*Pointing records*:

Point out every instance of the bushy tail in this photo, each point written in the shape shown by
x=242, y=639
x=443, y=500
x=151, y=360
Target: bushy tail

*WORK REQUIRED*:
Pull out each line in the items above that contains the word "tail".

*SOLUTION*:
Point out every instance of the bushy tail in this photo, each point written in the shape shown by
Target: bushy tail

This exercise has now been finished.